START RECORD EXCERPTS

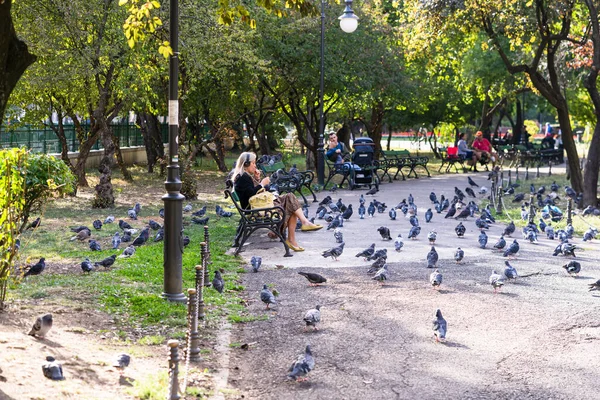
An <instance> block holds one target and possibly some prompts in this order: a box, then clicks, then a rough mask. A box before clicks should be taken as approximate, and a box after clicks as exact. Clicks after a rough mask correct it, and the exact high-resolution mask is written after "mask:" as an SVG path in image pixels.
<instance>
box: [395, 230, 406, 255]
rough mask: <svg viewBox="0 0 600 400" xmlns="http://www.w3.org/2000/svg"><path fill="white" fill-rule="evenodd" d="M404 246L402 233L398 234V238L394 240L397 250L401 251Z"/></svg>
mask: <svg viewBox="0 0 600 400" xmlns="http://www.w3.org/2000/svg"><path fill="white" fill-rule="evenodd" d="M402 247H404V242H403V241H402V234H400V233H399V234H398V237H397V238H396V240H394V248H395V249H396V251H400V250H401V249H402Z"/></svg>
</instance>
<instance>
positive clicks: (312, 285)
mask: <svg viewBox="0 0 600 400" xmlns="http://www.w3.org/2000/svg"><path fill="white" fill-rule="evenodd" d="M298 274H299V275H302V276H303V277H305V278H306V279H308V281H309V282H310V286H319V284H320V283H325V282H327V279H326V278H325V277H324V276H322V275H319V274H317V273H314V272H298Z"/></svg>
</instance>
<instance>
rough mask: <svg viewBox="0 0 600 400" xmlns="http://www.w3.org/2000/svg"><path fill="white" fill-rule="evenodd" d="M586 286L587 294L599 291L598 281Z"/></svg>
mask: <svg viewBox="0 0 600 400" xmlns="http://www.w3.org/2000/svg"><path fill="white" fill-rule="evenodd" d="M588 286H589V290H588V292H591V291H594V290H600V279H598V280H597V281H596V282H594V283H590V284H589V285H588Z"/></svg>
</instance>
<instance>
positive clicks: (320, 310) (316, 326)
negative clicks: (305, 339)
mask: <svg viewBox="0 0 600 400" xmlns="http://www.w3.org/2000/svg"><path fill="white" fill-rule="evenodd" d="M304 322H306V327H304V330H306V328H308V327H309V326H312V327H313V330H315V331H317V330H319V329H318V328H317V324H318V323H319V322H321V306H320V305H318V304H317V305H316V306H315V308H313V309H311V310H308V311H307V312H306V314H304Z"/></svg>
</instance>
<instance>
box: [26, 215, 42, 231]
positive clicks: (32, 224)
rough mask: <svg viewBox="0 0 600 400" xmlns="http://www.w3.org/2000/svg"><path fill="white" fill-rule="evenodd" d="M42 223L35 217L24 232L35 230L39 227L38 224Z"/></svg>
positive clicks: (39, 218)
mask: <svg viewBox="0 0 600 400" xmlns="http://www.w3.org/2000/svg"><path fill="white" fill-rule="evenodd" d="M41 221H42V219H41V218H40V217H37V218H36V219H35V220H34V221H33V222H32V223H30V224H29V225H27V228H25V230H27V229H32V228H34V229H35V228H37V227H38V226H40V222H41Z"/></svg>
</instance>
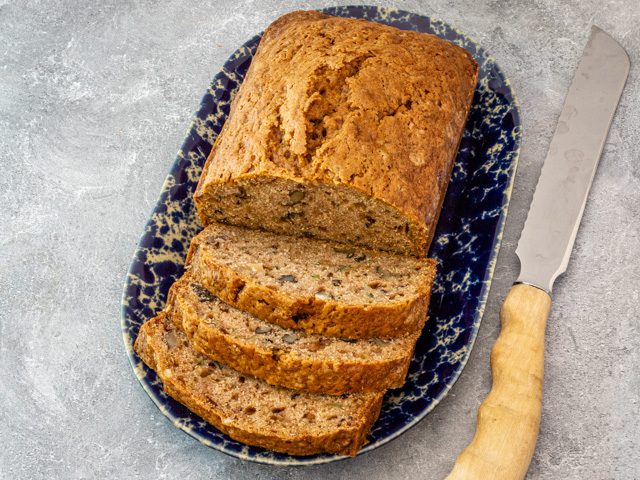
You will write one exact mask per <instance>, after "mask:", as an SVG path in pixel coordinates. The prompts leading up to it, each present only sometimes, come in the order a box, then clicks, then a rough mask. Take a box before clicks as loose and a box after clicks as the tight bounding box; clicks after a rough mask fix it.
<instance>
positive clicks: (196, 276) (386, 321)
mask: <svg viewBox="0 0 640 480" xmlns="http://www.w3.org/2000/svg"><path fill="white" fill-rule="evenodd" d="M187 263H188V268H189V271H190V274H191V276H192V278H193V280H194V281H195V282H197V283H198V284H200V285H202V286H203V287H205V288H206V289H207V290H209V291H210V292H211V293H213V294H214V295H215V296H216V297H218V298H220V299H221V300H222V301H223V302H225V303H227V304H229V305H232V306H234V307H236V308H237V309H239V310H243V311H246V312H249V313H251V314H252V315H254V316H256V317H258V318H260V319H262V320H265V321H268V322H270V323H273V324H276V325H279V326H281V327H284V328H293V329H300V330H304V331H306V332H308V333H319V334H322V335H327V336H337V337H343V338H353V339H358V338H390V337H399V336H403V335H406V334H408V333H414V332H418V331H420V330H421V329H422V327H423V326H424V322H425V321H426V318H427V310H428V306H429V298H430V295H431V287H432V284H433V280H434V277H435V271H436V266H435V265H436V264H435V262H434V261H433V260H431V259H426V258H414V257H403V256H397V255H393V254H389V253H384V252H378V251H373V250H367V249H353V248H352V249H348V250H345V249H344V247H343V246H342V245H340V244H335V243H331V242H322V241H318V240H314V239H307V238H299V239H292V238H290V237H286V236H280V235H275V234H270V233H267V232H260V231H255V230H246V229H243V228H238V227H232V226H227V225H218V224H212V225H210V226H209V227H207V228H206V229H205V230H204V231H203V232H201V233H200V234H199V235H198V236H196V237H195V238H194V239H193V241H192V243H191V247H190V249H189V254H188V256H187ZM316 263H318V264H319V265H316ZM249 266H251V268H248V267H249ZM268 268H272V270H268V271H266V273H265V270H266V269H268ZM252 269H255V270H256V271H255V272H254V271H253V270H252ZM329 275H332V276H331V277H330V278H329V277H328V276H329ZM278 277H280V278H281V279H282V278H284V279H285V280H286V279H288V278H289V277H291V278H289V279H291V280H295V284H294V283H290V282H286V281H285V282H279V281H278ZM333 282H340V285H339V286H335V285H334V283H333ZM370 286H378V288H371V287H370ZM385 288H386V289H388V290H389V291H388V292H387V293H384V292H385V291H386V290H385ZM356 291H358V292H359V293H357V294H353V292H356ZM316 292H320V293H316ZM334 294H335V295H334ZM340 294H342V295H344V296H347V295H350V296H349V297H348V298H346V299H343V298H342V297H340V296H339V295H340ZM334 297H335V298H334Z"/></svg>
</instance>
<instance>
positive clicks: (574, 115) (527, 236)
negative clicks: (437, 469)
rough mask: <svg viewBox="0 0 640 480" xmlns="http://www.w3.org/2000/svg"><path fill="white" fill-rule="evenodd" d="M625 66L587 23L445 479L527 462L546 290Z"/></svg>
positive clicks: (614, 110) (611, 110)
mask: <svg viewBox="0 0 640 480" xmlns="http://www.w3.org/2000/svg"><path fill="white" fill-rule="evenodd" d="M629 68H630V63H629V57H628V56H627V54H626V52H625V51H624V49H623V48H622V46H620V44H618V43H617V42H616V41H615V40H614V39H613V38H611V37H610V36H609V35H608V34H607V33H606V32H604V31H603V30H601V29H599V28H598V27H595V26H594V27H592V29H591V35H590V37H589V41H588V42H587V46H586V47H585V50H584V53H583V55H582V58H581V60H580V63H579V65H578V69H577V70H576V73H575V76H574V78H573V81H572V83H571V86H570V87H569V92H568V94H567V97H566V98H565V101H564V106H563V108H562V112H561V113H560V118H559V120H558V124H557V126H556V130H555V133H554V135H553V138H552V140H551V144H550V146H549V151H548V153H547V157H546V159H545V161H544V164H543V167H542V172H541V174H540V179H539V180H538V184H537V186H536V189H535V193H534V195H533V201H532V203H531V207H530V209H529V213H528V216H527V220H526V222H525V224H524V229H523V231H522V234H521V236H520V240H519V242H518V247H517V249H516V255H517V256H518V258H519V259H520V275H519V277H518V279H517V281H516V282H515V284H514V285H513V287H512V288H511V290H510V291H509V293H508V294H507V297H506V299H505V300H504V303H503V304H502V307H501V309H500V321H501V325H502V328H501V331H500V335H499V336H498V339H497V341H496V343H495V346H494V347H493V350H492V351H491V372H492V376H493V385H492V387H491V391H490V392H489V395H488V396H487V397H486V398H485V400H484V401H483V402H482V404H481V405H480V408H479V410H478V421H477V427H476V433H475V436H474V437H473V440H472V441H471V443H470V444H469V445H468V446H467V448H465V449H464V450H463V451H462V453H460V455H459V456H458V458H457V460H456V463H455V465H454V467H453V470H452V471H451V473H450V474H449V475H448V476H447V480H463V479H464V480H476V479H478V480H492V479H496V480H501V479H504V480H515V479H522V478H524V477H525V475H526V473H527V470H528V469H529V464H530V463H531V457H532V456H533V452H534V449H535V444H536V440H537V437H538V431H539V428H540V413H541V410H542V384H543V371H544V333H545V328H546V323H547V318H548V316H549V311H550V309H551V290H552V287H553V283H554V281H555V279H556V278H557V277H558V276H559V275H560V274H562V273H564V272H565V270H566V268H567V264H568V262H569V257H570V255H571V250H572V248H573V244H574V242H575V239H576V234H577V232H578V227H579V225H580V220H581V218H582V213H583V211H584V206H585V204H586V201H587V196H588V195H589V189H590V188H591V183H592V181H593V176H594V174H595V171H596V167H597V166H598V160H599V159H600V154H601V153H602V148H603V146H604V143H605V140H606V138H607V133H608V131H609V127H610V125H611V121H612V120H613V116H614V114H615V111H616V107H617V105H618V102H619V100H620V96H621V95H622V90H623V88H624V84H625V82H626V79H627V75H628V74H629Z"/></svg>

END RECORD EXCERPTS

§ **YOUR ASSIGNMENT**:
All lines above that contain "before" are required in the answer.

§ **YOUR RESPONSE**:
An <instance> block holds one target and possibly some prompts in this order: a box, then clicks, then a rough mask. A box before clicks should be taken as approximate, and a box after clicks as exact. Clicks after a rough mask correct it, and the exact high-resolution mask is written after "mask:" as an SVG path in image pixels.
You will write one exact mask per <instance>, after "mask:", as an SVG path in pixel coordinates. The prompts leading up to it, each present only sometimes, come in the order a box, then clicks, then a rough mask. Take a box before clicks as loose and a box after clicks as the tight bounding box; clicks after a rough mask fix it.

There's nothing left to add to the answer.